GIVEN REQUEST: Copy every line of the records below word for word, leaving out the pictures.

RECORDS SUPPLIED:
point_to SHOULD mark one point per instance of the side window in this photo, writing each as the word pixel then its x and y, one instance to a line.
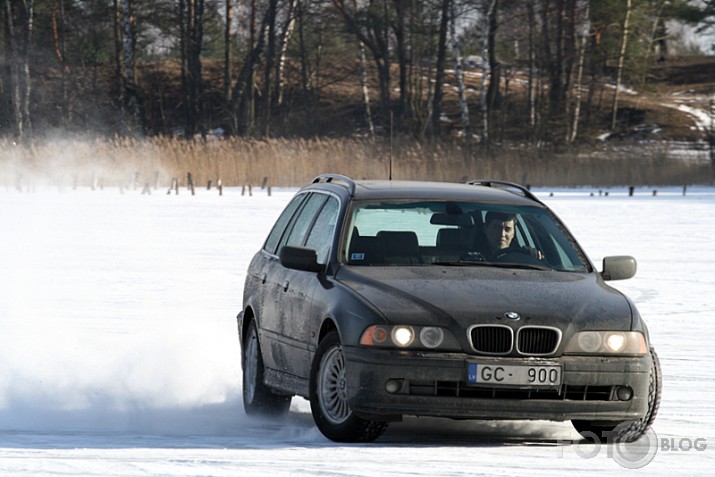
pixel 301 225
pixel 278 229
pixel 321 235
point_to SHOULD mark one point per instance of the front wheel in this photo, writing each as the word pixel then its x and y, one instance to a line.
pixel 329 397
pixel 258 399
pixel 628 431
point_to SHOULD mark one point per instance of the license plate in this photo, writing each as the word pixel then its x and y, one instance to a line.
pixel 513 375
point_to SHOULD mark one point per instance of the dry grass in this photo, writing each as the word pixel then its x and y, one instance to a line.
pixel 131 163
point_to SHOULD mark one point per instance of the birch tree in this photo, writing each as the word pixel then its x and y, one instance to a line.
pixel 459 73
pixel 18 36
pixel 621 60
pixel 127 30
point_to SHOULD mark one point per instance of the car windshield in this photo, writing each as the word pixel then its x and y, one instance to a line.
pixel 448 233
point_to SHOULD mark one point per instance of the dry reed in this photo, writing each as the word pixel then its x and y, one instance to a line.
pixel 127 162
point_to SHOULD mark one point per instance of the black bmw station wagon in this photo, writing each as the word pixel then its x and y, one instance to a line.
pixel 376 300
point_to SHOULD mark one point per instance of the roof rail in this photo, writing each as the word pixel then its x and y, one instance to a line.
pixel 330 178
pixel 506 185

EXPECTED ANSWER:
point_to SHOULD mark one point per instance of the side window in this photo, writing each as the word pixel then its x and y, one instance to a line.
pixel 301 225
pixel 278 229
pixel 321 235
point_to SHOULD mark one point per instance of the front wheel in this photo, writing each as the word pixel then its x and y, one instance to a line.
pixel 329 397
pixel 258 399
pixel 628 431
point_to SHOULD mark one point per instance of the license plate in this photo, writing each as the word pixel then its x and y, one instance to a line.
pixel 513 375
point_to SHOULD mark one point per instance of the dry grass in this photo, writing each as the word pixel then its x and y, one instance to a line.
pixel 131 163
point_to SHOULD mark one point per instance of the birch tree in this photo, writing each as the word pixel then its x and y, one instance to a line.
pixel 459 73
pixel 18 36
pixel 621 60
pixel 127 30
point_to SHOULD mark one point per instance of the car windshield in this photo, writing each as the word pixel then its x and y, one instance to a line.
pixel 448 233
point_to SHOULD mark one point per instance of the dry reed in this photo, writing each as the word pixel then its x and y, one instance to a line.
pixel 127 162
point_to SHOULD mark one point per instance of the black bmw station wagon in this photo, writing each as the word pixel then its x and y, one instance to a line.
pixel 376 300
point_to SHOULD mark one point per instance of the roof rail in this photo, writing each as the word pixel then its x and y, one instance to a line.
pixel 330 178
pixel 506 185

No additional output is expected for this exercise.